## WORK ORDER
Every line of the material needs an exact copy, apart from the images.

## RECORDS FOR THE EXERCISE
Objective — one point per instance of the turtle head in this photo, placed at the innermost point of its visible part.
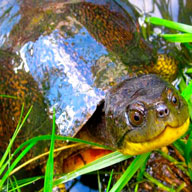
(145, 113)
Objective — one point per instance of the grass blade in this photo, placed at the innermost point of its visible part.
(100, 163)
(48, 183)
(170, 24)
(109, 182)
(131, 170)
(6, 175)
(181, 38)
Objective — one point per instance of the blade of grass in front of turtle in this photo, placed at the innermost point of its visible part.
(98, 164)
(109, 182)
(188, 152)
(15, 162)
(99, 181)
(11, 141)
(25, 182)
(13, 138)
(140, 174)
(187, 91)
(181, 38)
(9, 96)
(48, 182)
(11, 184)
(62, 138)
(15, 184)
(130, 171)
(170, 24)
(158, 183)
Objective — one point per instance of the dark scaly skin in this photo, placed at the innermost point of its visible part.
(107, 38)
(148, 95)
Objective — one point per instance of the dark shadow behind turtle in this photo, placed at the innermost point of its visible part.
(122, 108)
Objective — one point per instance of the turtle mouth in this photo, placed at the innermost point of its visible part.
(167, 136)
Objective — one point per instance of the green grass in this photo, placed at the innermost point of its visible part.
(9, 183)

## EXPECTED ANSWER
Objective — one point per instance of the turtle head in this photo, placed at the innermost point of its visible part.
(145, 113)
Objective — one point per instance of the grass blade in this photo, placed at the innermost point of its visible part.
(100, 163)
(48, 183)
(170, 24)
(109, 182)
(131, 170)
(6, 175)
(181, 38)
Objective — one point per instance of the blade of grass in front of turtle in this photo, placed at the innermost point of its visible part.
(98, 164)
(109, 182)
(188, 152)
(15, 162)
(99, 181)
(11, 141)
(25, 182)
(13, 138)
(140, 174)
(187, 91)
(181, 38)
(9, 96)
(48, 182)
(11, 184)
(62, 138)
(15, 184)
(130, 171)
(170, 24)
(158, 183)
Objective — one point per instance of the dark scaly skin in this photo, placed at the innermost point of its visible part.
(107, 38)
(148, 95)
Objective — one point per instance of the dark shadow behind turtle in this photo, placed at the innermost point of its visible part.
(122, 108)
Objective — one point per instance of the turtle mouth in this photo, placed at the innermost point of its visible part.
(167, 136)
Objective — one point per instance of the green grass in this photo, placed at the innermost point of its visible part.
(9, 183)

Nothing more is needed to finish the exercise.